INSTRUCTIONS FOR THE TASK: Reproduce the lines from the one containing "screen. Report the bounding box for every match." through the one containing "[0,399,69,449]", keeping both of those lines and changing nothing.

[Object detection data]
* BEGIN *

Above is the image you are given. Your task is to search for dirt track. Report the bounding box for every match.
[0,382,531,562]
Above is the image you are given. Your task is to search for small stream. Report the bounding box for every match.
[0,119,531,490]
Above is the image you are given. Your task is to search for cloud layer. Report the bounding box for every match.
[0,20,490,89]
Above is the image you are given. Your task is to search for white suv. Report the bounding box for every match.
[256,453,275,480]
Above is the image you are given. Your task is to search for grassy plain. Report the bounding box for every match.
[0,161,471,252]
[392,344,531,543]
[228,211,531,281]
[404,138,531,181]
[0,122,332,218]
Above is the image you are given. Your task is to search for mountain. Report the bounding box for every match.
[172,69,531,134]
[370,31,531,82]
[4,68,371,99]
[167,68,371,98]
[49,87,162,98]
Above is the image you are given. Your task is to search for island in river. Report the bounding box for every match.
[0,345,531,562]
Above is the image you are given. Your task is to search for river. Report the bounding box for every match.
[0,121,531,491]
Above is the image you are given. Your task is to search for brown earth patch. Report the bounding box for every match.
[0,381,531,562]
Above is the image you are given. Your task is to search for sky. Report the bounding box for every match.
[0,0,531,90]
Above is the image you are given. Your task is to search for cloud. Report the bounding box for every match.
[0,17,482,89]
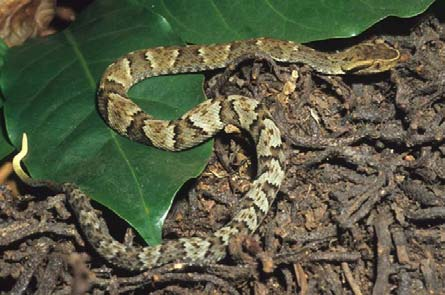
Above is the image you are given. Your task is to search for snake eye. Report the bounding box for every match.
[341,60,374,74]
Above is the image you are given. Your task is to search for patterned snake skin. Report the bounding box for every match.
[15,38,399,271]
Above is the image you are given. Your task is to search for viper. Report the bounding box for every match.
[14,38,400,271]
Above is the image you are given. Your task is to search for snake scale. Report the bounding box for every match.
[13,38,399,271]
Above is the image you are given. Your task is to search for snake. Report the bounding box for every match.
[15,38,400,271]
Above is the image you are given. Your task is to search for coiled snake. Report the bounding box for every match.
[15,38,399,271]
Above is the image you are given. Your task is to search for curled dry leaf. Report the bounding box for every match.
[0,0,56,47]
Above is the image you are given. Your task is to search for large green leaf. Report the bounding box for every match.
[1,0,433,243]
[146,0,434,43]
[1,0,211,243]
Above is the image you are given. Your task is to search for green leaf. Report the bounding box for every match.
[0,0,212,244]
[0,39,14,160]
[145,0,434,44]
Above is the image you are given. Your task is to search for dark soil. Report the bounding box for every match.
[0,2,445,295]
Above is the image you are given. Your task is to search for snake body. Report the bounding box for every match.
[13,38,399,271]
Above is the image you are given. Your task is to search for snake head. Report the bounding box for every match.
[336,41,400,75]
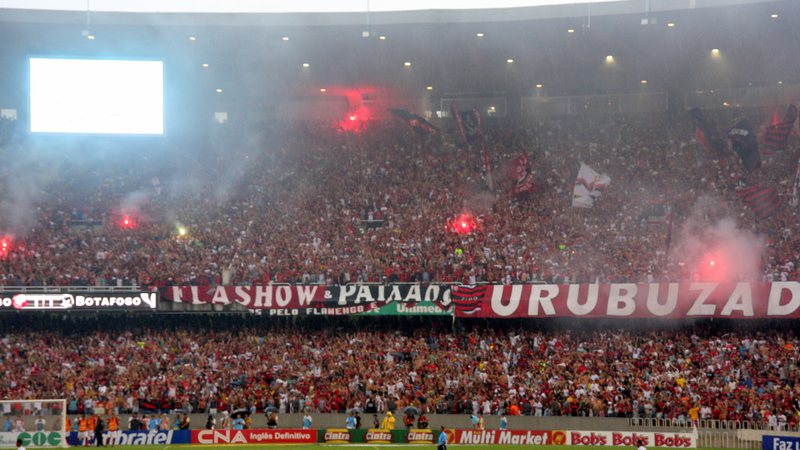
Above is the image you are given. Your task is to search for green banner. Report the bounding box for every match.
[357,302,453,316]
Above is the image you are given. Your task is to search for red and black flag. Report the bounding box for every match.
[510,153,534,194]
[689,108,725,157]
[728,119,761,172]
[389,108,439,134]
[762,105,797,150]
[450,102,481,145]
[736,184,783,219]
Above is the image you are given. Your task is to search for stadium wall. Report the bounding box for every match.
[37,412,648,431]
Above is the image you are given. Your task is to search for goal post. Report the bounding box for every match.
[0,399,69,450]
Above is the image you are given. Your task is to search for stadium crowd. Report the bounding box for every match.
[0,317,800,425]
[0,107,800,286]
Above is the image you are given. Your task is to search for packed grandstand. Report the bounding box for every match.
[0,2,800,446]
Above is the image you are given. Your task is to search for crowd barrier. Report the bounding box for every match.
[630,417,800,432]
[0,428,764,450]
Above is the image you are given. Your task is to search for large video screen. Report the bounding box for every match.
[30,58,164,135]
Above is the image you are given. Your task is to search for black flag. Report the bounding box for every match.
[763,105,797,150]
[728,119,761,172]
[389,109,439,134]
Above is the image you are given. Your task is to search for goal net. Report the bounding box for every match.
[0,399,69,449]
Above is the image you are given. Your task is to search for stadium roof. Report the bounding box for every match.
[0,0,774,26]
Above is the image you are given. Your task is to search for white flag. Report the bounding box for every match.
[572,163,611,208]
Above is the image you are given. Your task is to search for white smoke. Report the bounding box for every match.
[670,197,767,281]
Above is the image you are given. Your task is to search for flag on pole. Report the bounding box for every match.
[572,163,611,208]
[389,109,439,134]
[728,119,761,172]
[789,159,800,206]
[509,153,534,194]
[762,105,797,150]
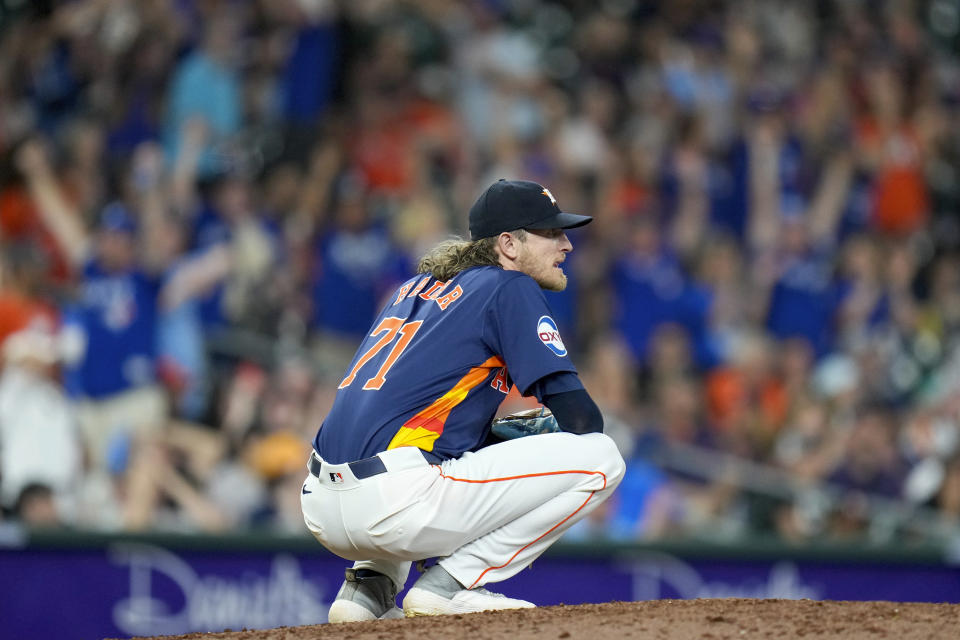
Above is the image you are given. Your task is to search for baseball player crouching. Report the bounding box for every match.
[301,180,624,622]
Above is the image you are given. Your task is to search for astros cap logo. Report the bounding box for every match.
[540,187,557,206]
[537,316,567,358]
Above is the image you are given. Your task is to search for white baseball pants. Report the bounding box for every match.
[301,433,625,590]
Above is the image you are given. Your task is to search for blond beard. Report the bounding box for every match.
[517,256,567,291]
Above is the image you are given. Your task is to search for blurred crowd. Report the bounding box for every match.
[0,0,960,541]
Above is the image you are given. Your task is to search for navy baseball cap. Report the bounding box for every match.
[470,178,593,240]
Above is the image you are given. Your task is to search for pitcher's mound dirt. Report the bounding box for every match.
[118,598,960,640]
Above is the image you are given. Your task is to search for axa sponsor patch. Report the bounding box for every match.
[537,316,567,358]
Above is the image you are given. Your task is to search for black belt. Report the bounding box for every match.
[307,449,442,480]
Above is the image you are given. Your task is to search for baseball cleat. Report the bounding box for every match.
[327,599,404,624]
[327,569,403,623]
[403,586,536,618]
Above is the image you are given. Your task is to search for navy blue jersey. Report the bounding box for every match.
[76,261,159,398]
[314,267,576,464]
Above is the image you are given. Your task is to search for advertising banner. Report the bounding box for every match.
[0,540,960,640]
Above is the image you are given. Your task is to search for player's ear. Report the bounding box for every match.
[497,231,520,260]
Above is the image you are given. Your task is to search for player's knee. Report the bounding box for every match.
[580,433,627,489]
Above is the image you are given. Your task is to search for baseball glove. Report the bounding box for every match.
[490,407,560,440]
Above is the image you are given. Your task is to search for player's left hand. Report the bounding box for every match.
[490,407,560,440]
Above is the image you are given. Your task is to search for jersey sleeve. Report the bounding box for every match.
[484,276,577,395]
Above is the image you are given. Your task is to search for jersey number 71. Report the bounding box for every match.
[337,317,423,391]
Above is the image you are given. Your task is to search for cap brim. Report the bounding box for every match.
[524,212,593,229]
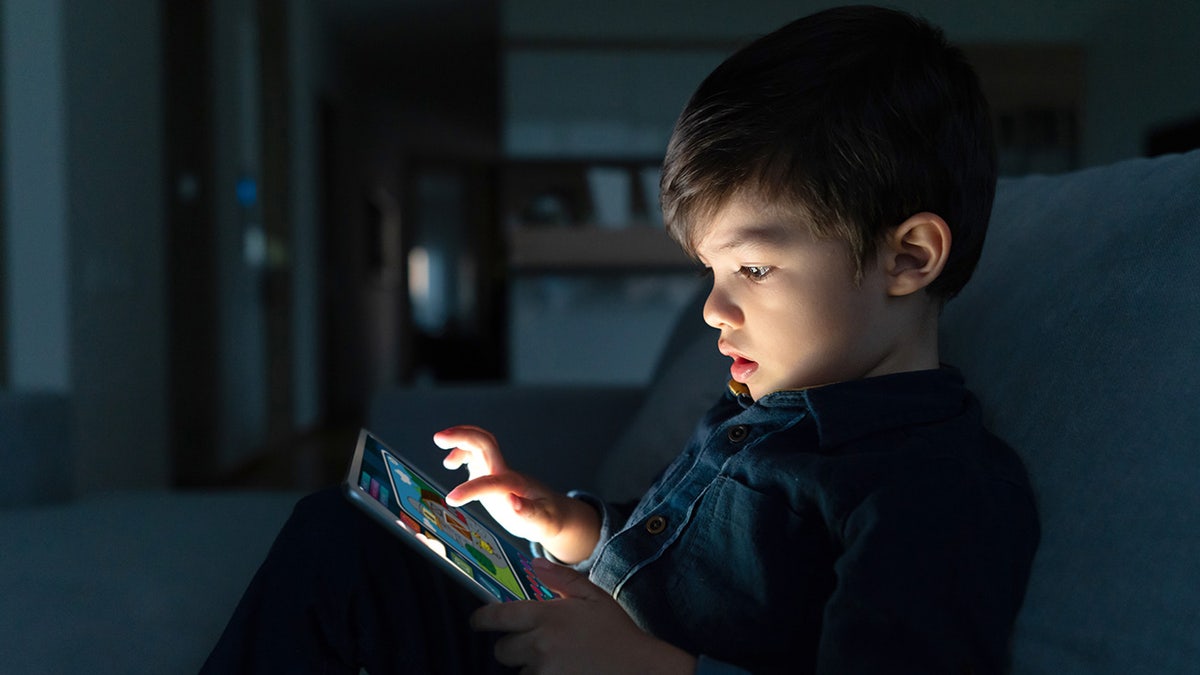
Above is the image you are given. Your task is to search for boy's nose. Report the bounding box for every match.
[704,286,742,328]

* END *
* BEGIN *

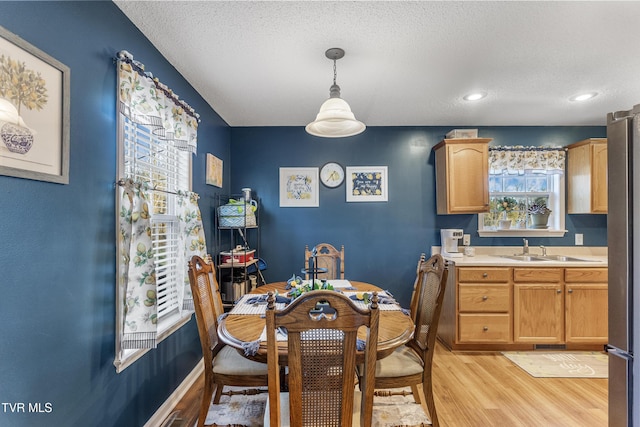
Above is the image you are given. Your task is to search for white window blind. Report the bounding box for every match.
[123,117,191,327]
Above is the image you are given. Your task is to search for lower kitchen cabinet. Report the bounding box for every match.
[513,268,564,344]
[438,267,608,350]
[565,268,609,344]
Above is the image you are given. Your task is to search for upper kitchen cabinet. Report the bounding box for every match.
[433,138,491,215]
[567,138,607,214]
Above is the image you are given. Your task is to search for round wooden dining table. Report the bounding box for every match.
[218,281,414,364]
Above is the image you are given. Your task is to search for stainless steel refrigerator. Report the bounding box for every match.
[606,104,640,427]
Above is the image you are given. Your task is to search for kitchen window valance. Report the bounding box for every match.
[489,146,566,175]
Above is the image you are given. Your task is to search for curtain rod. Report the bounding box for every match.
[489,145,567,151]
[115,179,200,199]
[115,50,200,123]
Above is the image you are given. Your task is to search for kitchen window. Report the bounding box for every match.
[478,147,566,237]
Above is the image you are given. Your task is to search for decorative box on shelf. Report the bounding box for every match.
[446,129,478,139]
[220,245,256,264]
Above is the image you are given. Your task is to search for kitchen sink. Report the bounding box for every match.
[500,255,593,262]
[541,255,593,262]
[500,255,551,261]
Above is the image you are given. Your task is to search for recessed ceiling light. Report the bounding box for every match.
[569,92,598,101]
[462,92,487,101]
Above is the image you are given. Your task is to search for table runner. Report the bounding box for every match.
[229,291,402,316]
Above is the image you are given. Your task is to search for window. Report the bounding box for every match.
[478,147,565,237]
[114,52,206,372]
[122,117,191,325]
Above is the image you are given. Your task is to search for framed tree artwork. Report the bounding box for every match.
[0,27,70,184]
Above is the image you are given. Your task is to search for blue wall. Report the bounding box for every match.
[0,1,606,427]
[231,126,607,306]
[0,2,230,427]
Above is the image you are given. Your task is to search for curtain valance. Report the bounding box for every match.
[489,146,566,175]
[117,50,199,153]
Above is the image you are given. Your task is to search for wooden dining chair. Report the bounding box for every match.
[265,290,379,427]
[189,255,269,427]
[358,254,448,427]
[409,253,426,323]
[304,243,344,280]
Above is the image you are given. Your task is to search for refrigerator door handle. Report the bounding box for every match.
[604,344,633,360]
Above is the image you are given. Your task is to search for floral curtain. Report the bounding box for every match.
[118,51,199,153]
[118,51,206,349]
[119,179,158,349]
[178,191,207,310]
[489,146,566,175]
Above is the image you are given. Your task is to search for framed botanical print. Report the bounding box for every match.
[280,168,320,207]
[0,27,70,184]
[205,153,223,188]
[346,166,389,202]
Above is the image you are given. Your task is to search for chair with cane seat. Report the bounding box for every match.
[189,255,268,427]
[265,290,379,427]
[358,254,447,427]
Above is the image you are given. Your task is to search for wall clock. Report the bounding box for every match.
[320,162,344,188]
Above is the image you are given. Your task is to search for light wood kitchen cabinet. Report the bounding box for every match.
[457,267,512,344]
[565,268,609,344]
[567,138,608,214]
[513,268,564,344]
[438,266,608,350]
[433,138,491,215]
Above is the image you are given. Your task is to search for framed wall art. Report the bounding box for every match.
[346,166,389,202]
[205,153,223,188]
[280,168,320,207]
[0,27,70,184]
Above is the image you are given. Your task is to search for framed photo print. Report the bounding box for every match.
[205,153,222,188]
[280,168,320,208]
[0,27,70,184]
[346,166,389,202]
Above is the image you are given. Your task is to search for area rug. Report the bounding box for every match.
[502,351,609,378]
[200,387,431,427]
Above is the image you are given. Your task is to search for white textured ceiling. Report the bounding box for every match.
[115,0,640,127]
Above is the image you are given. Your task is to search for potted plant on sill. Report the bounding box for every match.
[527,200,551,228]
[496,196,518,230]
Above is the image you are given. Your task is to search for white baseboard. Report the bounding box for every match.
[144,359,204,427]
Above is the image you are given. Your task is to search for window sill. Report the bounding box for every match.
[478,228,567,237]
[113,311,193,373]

* END *
* BEGIN *

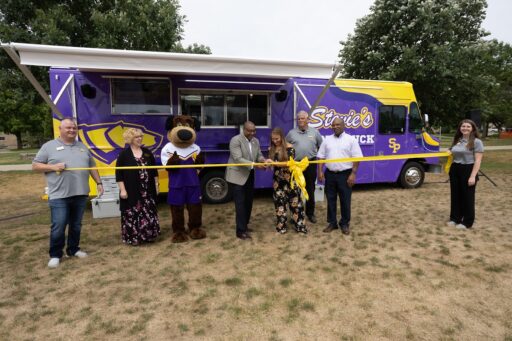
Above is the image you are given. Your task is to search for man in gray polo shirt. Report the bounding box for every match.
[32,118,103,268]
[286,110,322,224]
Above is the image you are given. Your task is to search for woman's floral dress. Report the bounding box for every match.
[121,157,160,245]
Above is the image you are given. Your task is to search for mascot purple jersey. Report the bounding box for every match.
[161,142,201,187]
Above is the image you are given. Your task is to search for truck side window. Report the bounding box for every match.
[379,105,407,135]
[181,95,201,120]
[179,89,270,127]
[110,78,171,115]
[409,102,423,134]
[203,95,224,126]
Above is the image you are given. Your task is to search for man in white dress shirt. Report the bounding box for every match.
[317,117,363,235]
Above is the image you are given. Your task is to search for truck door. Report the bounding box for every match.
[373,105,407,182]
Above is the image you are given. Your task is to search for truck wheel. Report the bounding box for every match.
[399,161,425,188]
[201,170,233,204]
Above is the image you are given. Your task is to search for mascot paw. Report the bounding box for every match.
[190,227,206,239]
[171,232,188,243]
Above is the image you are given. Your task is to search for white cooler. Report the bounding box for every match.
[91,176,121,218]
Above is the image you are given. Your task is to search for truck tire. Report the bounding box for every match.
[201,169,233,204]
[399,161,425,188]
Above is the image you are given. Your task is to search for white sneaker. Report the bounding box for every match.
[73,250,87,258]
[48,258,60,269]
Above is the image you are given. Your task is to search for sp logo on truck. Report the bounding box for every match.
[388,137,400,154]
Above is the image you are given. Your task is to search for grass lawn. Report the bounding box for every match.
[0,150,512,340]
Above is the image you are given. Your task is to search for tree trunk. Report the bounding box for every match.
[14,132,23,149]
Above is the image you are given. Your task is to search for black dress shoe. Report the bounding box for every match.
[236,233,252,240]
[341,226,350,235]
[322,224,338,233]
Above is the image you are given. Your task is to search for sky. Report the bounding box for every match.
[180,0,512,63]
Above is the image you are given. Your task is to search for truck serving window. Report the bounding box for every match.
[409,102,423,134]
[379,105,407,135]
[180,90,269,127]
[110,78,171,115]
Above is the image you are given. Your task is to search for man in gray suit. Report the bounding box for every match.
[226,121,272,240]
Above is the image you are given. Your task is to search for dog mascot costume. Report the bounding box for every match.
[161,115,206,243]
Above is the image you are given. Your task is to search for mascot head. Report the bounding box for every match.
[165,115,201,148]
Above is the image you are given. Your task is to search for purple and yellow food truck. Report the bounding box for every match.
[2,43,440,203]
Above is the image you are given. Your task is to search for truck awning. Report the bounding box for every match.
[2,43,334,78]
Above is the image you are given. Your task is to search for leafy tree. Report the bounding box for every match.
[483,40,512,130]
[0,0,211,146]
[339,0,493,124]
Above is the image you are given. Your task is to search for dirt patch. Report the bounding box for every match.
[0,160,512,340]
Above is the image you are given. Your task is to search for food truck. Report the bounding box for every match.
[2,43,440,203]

* END *

RESULT FOR THIS EXERCISE:
Above is the image you are given. Your task is to search for large video screen. Report the bounding box for every match.
[30,58,164,135]
Above is the image you are given. Your task is to search for black flag. Report the bounding box for every match.
[763,105,797,150]
[728,119,761,172]
[389,109,439,134]
Above is the image you are given. Your task is to search for goal net. Report the bounding box for every match.
[0,399,69,449]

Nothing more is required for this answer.